Point placement items:
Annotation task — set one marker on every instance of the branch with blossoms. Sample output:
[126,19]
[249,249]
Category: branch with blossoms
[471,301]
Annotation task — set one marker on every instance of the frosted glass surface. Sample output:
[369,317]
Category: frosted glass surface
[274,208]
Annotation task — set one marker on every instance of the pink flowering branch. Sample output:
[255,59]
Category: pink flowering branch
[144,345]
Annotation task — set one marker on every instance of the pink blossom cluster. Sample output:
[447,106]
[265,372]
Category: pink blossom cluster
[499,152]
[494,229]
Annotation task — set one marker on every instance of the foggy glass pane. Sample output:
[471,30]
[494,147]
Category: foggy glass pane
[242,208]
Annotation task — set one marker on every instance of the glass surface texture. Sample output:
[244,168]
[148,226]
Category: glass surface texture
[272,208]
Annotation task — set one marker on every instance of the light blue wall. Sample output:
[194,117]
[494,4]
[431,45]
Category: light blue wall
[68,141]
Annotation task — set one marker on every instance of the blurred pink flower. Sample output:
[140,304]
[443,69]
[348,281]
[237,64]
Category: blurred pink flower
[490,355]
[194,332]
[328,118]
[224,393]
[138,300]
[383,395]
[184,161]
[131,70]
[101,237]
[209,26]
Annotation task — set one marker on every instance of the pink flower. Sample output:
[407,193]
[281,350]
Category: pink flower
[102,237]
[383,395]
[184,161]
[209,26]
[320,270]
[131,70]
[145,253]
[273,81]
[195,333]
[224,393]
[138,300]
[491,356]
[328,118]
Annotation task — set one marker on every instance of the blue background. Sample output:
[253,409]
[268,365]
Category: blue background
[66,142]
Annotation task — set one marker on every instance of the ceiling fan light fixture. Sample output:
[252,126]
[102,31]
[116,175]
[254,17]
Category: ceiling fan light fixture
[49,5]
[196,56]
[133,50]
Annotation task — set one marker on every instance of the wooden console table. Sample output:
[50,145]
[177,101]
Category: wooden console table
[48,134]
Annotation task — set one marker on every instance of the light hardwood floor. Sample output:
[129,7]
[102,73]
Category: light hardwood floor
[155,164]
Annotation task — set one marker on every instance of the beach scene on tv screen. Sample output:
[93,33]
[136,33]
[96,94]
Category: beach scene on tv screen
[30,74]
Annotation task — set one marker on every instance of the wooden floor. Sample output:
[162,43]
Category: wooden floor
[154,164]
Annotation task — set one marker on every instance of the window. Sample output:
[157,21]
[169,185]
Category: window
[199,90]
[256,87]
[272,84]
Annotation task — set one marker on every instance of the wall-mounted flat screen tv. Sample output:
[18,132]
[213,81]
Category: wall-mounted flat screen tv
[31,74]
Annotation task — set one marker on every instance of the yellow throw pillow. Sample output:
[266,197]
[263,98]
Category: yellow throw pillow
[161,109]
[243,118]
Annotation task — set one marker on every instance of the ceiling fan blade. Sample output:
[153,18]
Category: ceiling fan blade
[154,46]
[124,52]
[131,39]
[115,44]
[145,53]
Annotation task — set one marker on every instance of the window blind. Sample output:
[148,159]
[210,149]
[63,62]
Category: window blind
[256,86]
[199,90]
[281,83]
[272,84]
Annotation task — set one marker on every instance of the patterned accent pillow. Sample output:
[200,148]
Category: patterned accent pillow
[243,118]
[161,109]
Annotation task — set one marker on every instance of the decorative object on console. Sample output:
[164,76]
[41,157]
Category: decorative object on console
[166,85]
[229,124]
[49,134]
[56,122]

Required task: Change "set one marker" to "place one point" wherever it occurs in the items above, and reproduce every line with nothing else altered.

Answer to this exercise:
Annotation task — place one point on every instance of the branch with blossoms. Sample output:
[126,19]
[249,249]
Category: branch with blossoms
[471,301]
Annotation task — place one point on every instance of the frosted glass surface. Sample output:
[369,317]
Category: frosted glass surface
[274,208]
Annotation task — place one point on every instance of the pink flowering branch. Sample output:
[255,59]
Category: pink flowering branch
[144,345]
Annotation task — place one point on every instance of the pink blossom cluster. Sample output:
[447,106]
[265,372]
Category: pink blossom cluster
[499,152]
[494,229]
Annotation task — place one point on every instance of the foggy glass pane. Sample output:
[471,30]
[494,147]
Category: foggy glass pane
[242,208]
Annotation task — place one point on every instance of the glass surface texture. Sample output:
[244,168]
[148,226]
Category: glass surface texture
[272,208]
Annotation task — place one point on every instance of the light blue wall. Sample output:
[194,117]
[494,4]
[431,45]
Category: light blue wall
[68,141]
Annotation task — place one point on every instance of the blurred pink flower. Sample output:
[140,304]
[443,69]
[348,281]
[237,64]
Category: blurred pink flower
[490,355]
[194,332]
[328,118]
[224,393]
[138,300]
[383,395]
[184,161]
[131,70]
[101,237]
[209,26]
Annotation task — place one point on every instance of the pink flower. Sample output:
[407,193]
[281,350]
Category: pink flower
[102,237]
[383,395]
[184,161]
[209,26]
[320,270]
[131,70]
[145,253]
[273,81]
[195,333]
[224,393]
[138,300]
[491,356]
[328,118]
Annotation task — place one point on every instance of the blue background. Sample output:
[253,409]
[268,365]
Category: blue background
[66,142]
Annotation task — place one point on every instance of the ceiling fan light fixture. Sample output:
[252,126]
[102,31]
[116,175]
[254,17]
Category: ceiling fan light fixture
[49,5]
[196,56]
[133,50]
Annotation task — place one point on every instance of the wooden console table. Sample output:
[50,145]
[177,101]
Category: wooden console table
[48,134]
Annotation task — place one point on every instance of the light hardwood floor. Sample output:
[129,7]
[102,73]
Category: light hardwood floor
[155,164]
Annotation task — place one point on every instance of the beach scene on tv screen. Sample output:
[93,33]
[136,33]
[96,94]
Category: beach scene on tv screen
[30,74]
Annotation task — place one point on every instance of the wooden floor. Sample output:
[162,43]
Category: wooden floor
[154,164]
Annotation task — place one point on every instance of the window. Sample output:
[157,21]
[169,185]
Category: window
[199,90]
[256,87]
[272,84]
Annotation task — place one point on every instance of the wall-mounted flat screen tv. Sample output:
[18,132]
[213,81]
Category: wall-mounted flat screen tv
[31,74]
Annotation task — place one point on every instance of the yellow throw pillow. Sample output:
[266,197]
[263,98]
Category: yellow throw pillow
[161,109]
[243,118]
Annotation task — place one point on every instance of the ceiling fan blade. Sample output:
[153,18]
Category: ceiling fan blade
[154,46]
[124,52]
[131,39]
[115,44]
[145,53]
Annotation task — place one point on every instance of the window blind. Sample output:
[148,159]
[210,149]
[63,62]
Category: window blind
[256,86]
[199,90]
[281,83]
[272,84]
Annotation task — place one point on every instance of the patterned accent pillow. Sample output:
[200,148]
Category: patterned accent pillow
[243,118]
[161,109]
Annotation task — place one point on every instance of the decorative object on console. Sample output:
[164,76]
[41,157]
Category: decorative object on console
[166,85]
[229,124]
[49,134]
[56,122]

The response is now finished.